Testo di riferimento:
========
Col terzo motivo, il ricorrente lamenta violazione degli artt. 4-bis comma 1

ord.pen. e 416 bis cod. pen., nonché vizio di motivazione, in relazione alla
ritenuta sussistenza dei presupposti per un’utile collaborazione con la giustizia
con riguardo all’omicidio Tagliavia; deduce l’impossibilità di desumere dalla
motivazione dell’ordinanza impugnata se gli spazi per un’utile collaborazione
dello Spadaro fossero stati valutati con riferimento alla posizione dei due
coimputati assolti, per i quali operava la preclusione sancita dall’art. 649 del
codice di rito, ovvero a quella degli altri correi rimasti ignoti.
3. Il Procuratore Generale ha rassegnato conclusioni scritte, con le quali chiede il
rigetto del ricorso.
4. Con memoria in data 20.01.2016 il difensore del ricorrente ribadisce le
censure formulate nei motivi di ricorso, rilevando che la portata retroattiva
dell’art. 4-bis comma 1 ord.pen. deve necessariamente arrestarsi al 13.09.1982,
data di introduzione nell’ordinamento della fattispecie normativa di cui all’art.
416 bis cod. pen., prima giuridicamente inesistente.
CONSIDERATO IN DIRITTO
1. Il ricorso è complessivamente infondato e deve essere rigettato.
========
Elenco delle voci:
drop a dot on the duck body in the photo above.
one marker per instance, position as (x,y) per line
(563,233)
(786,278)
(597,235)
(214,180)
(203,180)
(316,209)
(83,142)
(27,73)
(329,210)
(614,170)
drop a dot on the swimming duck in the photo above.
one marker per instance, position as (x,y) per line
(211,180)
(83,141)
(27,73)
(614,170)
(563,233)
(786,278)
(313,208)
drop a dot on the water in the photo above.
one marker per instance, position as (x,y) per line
========
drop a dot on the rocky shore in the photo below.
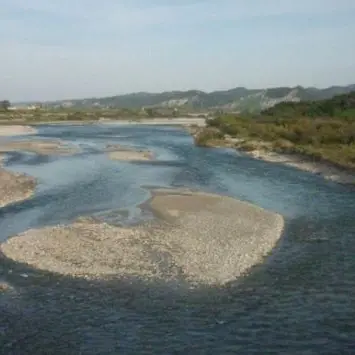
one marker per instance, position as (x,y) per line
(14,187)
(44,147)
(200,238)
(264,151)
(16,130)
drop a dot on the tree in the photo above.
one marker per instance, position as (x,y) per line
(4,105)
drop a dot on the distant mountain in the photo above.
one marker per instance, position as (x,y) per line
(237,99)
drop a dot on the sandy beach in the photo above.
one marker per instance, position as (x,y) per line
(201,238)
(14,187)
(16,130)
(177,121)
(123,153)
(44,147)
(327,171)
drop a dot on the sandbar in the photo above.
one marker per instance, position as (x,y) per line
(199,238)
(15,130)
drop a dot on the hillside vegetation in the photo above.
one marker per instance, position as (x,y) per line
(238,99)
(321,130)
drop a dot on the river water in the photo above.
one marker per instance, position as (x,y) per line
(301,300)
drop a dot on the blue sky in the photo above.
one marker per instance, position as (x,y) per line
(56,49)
========
Compiti dell'esercizio:
(a) Rispondi in base al testo di riferimento:
(i) A quale omicidio si riferisce il terzo motivo di ricorso?
(ii) Che cosa chiede il Procuratore Generale nelle sue conclusioni scritte?
(iii) In quale data è stata presentata la memoria del difensore del ricorrente?
(b) Per favore, trascrivi parola per parola dal testo di riferimento il brano che inizia con le parole contenenti "Col terzo motivo, il" e termina con "correi rimasti ignoti.".
(c) Indica se ciascuna affermazione concorda con il testo di riferimento:
(i) Il Procuratore Generale chiede l'accoglimento del ricorso.
(ii) Secondo il difensore, la fattispecie dell'art. 416 bis cod. pen. è stata introdotta nell'ordinamento il 13.09.1982.
(iii) Il ricorso viene giudicato fondato.

Risultati per compito:
(a)
(i) All'omicidio Tagliavia.
(ii) Il rigetto del ricorso.
(iii) Il 20.01.2016.

(b)
Col terzo motivo, il ricorrente lamenta violazione degli artt. 4-bis comma 1

ord.pen. e 416 bis cod. pen., nonché vizio di motivazione, in relazione alla
ritenuta sussistenza dei presupposti per un’utile collaborazione con la giustizia
con riguardo all’omicidio Tagliavia; deduce l’impossibilità di desumere dalla
motivazione dell’ordinanza impugnata se gli spazi per un’utile collaborazione
dello Spadaro fossero stati valutati con riferimento alla posizione dei due
coimputati assolti, per i quali operava la preclusione sancita dall’art. 649 del
codice di rito, ovvero a quella degli altri correi rimasti ignoti.

(c)
(i) No: "chiede il rigetto del ricorso"
(ii) Sì: "13.09.1982, data di introduzione nell’ordinamento della fattispecie normativa"
(iii) No: "Il ricorso è complessivamente infondato e deve essere rigettato."